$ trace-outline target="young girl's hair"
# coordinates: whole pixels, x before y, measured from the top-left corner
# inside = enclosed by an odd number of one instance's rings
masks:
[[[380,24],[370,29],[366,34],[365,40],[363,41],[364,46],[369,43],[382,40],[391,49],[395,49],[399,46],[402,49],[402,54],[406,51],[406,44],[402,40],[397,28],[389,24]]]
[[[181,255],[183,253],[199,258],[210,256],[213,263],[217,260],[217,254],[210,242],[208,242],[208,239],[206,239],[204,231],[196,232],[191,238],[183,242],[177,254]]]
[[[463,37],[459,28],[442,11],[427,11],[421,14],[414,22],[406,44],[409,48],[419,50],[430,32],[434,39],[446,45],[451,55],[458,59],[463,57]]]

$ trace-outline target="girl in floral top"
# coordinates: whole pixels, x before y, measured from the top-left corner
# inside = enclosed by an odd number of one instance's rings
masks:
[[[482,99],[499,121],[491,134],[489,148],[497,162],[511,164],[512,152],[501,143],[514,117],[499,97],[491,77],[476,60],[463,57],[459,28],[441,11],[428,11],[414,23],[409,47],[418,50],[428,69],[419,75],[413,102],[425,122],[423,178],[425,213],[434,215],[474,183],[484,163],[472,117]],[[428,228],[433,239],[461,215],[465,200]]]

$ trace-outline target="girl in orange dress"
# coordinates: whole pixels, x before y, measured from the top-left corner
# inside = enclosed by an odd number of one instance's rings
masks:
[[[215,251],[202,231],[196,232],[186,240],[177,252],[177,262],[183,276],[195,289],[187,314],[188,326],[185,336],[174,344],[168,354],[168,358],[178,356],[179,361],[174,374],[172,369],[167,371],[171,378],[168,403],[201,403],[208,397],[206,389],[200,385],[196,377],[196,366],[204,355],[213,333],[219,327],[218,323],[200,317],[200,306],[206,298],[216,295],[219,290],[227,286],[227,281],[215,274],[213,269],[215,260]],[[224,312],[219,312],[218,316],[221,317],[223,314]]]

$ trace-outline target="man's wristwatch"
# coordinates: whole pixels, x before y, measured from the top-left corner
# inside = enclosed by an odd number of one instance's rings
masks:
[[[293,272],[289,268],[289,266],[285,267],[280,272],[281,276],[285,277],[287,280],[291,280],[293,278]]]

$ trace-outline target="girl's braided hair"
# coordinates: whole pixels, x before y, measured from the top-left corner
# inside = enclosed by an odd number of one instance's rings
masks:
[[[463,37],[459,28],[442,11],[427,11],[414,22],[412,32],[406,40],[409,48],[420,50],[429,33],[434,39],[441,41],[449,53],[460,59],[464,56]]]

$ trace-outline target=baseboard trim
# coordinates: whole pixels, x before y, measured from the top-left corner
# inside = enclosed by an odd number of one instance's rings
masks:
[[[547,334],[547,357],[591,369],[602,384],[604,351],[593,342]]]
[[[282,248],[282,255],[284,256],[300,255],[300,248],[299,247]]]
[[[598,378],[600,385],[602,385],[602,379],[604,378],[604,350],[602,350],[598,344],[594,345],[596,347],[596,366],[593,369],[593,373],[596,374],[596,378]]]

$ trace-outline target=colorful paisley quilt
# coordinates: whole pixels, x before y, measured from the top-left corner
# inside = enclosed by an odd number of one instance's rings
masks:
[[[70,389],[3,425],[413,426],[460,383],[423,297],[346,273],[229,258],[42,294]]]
++++++++++
Set down all of the lines above without altering a word.

Answer space:
$ trace-outline target="young girl's hair"
# coordinates: whole pixels, x before y, measured from the top-left corner
# inside = enclosed by an odd number of one instance's rings
masks:
[[[380,24],[370,29],[366,34],[365,40],[363,41],[364,46],[369,43],[382,40],[391,49],[395,49],[399,46],[402,49],[402,54],[406,51],[406,44],[402,40],[397,28],[389,24]]]
[[[181,255],[183,253],[199,258],[210,256],[213,263],[217,260],[217,254],[210,242],[208,242],[208,239],[206,239],[204,231],[196,232],[191,238],[183,242],[177,254]]]
[[[463,37],[459,28],[442,11],[427,11],[421,14],[414,22],[406,44],[409,48],[419,50],[430,32],[434,39],[446,45],[451,55],[458,59],[463,57]]]

$ trace-outline target="girl in floral top"
# coordinates: whole pixels, x before y, measured from the top-left corner
# inside = enclosed by an odd number of one instance's rings
masks:
[[[482,99],[499,121],[491,134],[489,148],[497,162],[511,164],[512,152],[501,143],[514,117],[499,97],[491,77],[476,60],[463,57],[459,28],[441,11],[428,11],[414,23],[409,47],[418,50],[428,69],[419,75],[413,102],[425,122],[423,178],[425,213],[434,215],[474,183],[484,163],[472,117]],[[428,228],[433,239],[461,215],[465,200]]]

$ trace-outline target="girl in orange dress"
# coordinates: whole pixels, x before y, measured from the top-left corner
# inside = enclosed by an odd number of one instance's rings
masks:
[[[215,251],[202,231],[196,232],[186,240],[177,252],[177,262],[183,276],[195,289],[187,314],[188,326],[185,336],[174,344],[168,354],[168,358],[178,356],[179,361],[174,374],[172,369],[167,371],[171,378],[168,403],[201,403],[208,397],[206,389],[200,385],[196,377],[196,366],[204,355],[213,333],[219,327],[218,323],[200,317],[200,306],[206,298],[216,295],[219,290],[227,286],[227,281],[215,274],[213,269],[215,260]],[[224,312],[219,312],[218,316],[221,317],[223,314]]]

$ trace-outline target="man's wristwatch"
# coordinates: whole pixels, x before y, measured from the top-left corner
# inside = enclosed by an odd number of one instance's rings
masks:
[[[293,272],[289,268],[289,266],[285,267],[280,272],[281,276],[285,277],[287,280],[291,280],[293,278]]]

$ trace-outline target="girl's braided hair"
# coordinates: whole pixels, x before y, measured from the top-left corner
# inside = enclosed by an odd number of one instance's rings
masks:
[[[463,37],[459,28],[442,11],[427,11],[414,22],[412,32],[406,40],[409,48],[420,50],[429,33],[434,39],[441,41],[449,53],[460,59],[464,56]]]

$ trace-outline target=baseboard trim
# coordinates: whole pixels, x before y, measured from the top-left corner
# inside = enclosed by an odd number of one instance's rings
masks:
[[[547,334],[547,357],[591,369],[602,384],[604,351],[593,342]]]
[[[282,248],[282,255],[284,256],[300,255],[300,248],[299,247]]]
[[[598,378],[600,385],[602,385],[602,379],[604,378],[604,350],[602,350],[598,344],[594,345],[596,347],[596,366],[593,369],[593,373],[596,374],[596,378]]]

$ trace-outline target=colorful paisley quilt
# coordinates: whole pixels, x before y, measured from the top-left corner
# inside = enclosed by an odd number of one instance's rings
masks:
[[[70,389],[3,425],[413,426],[460,383],[423,297],[346,273],[229,258],[42,294]]]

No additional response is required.